TASK INPUTS:

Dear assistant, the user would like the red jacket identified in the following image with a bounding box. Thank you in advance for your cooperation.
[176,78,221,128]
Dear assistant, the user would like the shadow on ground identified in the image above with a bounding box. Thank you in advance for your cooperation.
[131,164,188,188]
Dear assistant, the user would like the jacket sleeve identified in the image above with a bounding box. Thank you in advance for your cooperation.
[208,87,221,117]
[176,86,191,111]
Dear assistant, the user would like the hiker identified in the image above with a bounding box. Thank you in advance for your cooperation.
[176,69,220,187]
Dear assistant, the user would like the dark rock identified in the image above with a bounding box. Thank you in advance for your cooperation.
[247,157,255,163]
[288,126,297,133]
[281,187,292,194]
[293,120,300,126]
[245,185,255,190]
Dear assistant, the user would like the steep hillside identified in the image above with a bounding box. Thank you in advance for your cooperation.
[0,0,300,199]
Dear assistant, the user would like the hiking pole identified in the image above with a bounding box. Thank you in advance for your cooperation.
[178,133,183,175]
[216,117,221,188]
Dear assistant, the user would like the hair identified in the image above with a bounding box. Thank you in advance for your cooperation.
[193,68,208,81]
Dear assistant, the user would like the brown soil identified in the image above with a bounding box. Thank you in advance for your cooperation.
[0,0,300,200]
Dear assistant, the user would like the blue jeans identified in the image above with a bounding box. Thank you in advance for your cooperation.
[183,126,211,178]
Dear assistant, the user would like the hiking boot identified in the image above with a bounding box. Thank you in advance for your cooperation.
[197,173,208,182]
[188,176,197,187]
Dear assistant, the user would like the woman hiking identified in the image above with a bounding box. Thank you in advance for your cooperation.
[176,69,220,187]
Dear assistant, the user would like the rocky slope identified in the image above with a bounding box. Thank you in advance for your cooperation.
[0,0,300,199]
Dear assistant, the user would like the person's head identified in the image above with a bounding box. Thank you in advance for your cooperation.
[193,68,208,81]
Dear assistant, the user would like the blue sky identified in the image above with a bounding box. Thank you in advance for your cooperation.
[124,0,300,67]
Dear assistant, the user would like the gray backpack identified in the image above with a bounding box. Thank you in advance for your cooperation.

REQUEST:
Copy all of the data above word for word, with nothing changed.

COMPLETE ANSWER:
Dear assistant, the user would like the red jacket identified in the following image with a bounding box. Thank you in advance for your cooperation.
[176,78,221,128]
Dear assistant, the user would like the shadow on ground identified in the image above with a bounding box. Thank you in advance for your cooperation.
[131,164,188,188]
Dear assistant, the user would like the jacket sleeve identified in the image above with a bounding box. Thank you in advance for your cooperation.
[208,87,221,117]
[176,86,191,111]
Dear assistant, the user would like the hiker identified in the image above with a bounding box. Thank you in advance for your cooperation.
[176,69,220,187]
Dear assistant, the user would like the dark rock identified in the image above with a bounding box. Thank you in advance for your cooperation.
[247,157,255,163]
[288,126,297,133]
[281,187,292,194]
[293,120,300,126]
[245,185,255,190]
Dear assistant, the user would like the steep hillside identified in the image above with a bounding box. Thank you in advance for your cooperation.
[0,0,300,199]
Dear assistant, the user would like the hiking pole identified in the image above with a bounding box. Thank you in advance for your cooperation.
[178,133,183,175]
[216,117,221,188]
Dear assistant, the user would like the hair identified in the image above with a bounding box. Thank you in advance for your cooperation.
[193,68,208,81]
Dear assistant, the user would like the brown soil identified in the image above with a bounding box. Thank you in advance for your cooperation.
[0,0,300,200]
Dear assistant, the user would like the blue jeans identified in the image above with a bounding box. Thank you in advance for your cooperation.
[183,126,211,178]
Dear assistant, the user would like the hiking boot identified in the image above with a bounding box. Thank you in advance for your cooperation.
[197,173,208,182]
[188,176,197,187]
Dear assistant, the user would like the woman hiking identified in the image above with a bounding box. Thank you in advance for your cooperation.
[176,69,220,187]
Dear assistant, the user would like the rocky slope identified in the image above with a bounding box. Thank you in advance for your cooperation.
[0,0,300,199]
Dear assistant, the user would like the person's head identified in the image above with a bounding box. Thank you in advance for your cooperation.
[193,68,208,81]
Dear assistant, the user would like the blue sky identified in the image above with a bounding box. Thank you in advance for your cooperation.
[124,0,300,67]
Dear assistant, the user would like the gray backpack identified in the image above with a bounding box. Thank you in advance for your cooperation.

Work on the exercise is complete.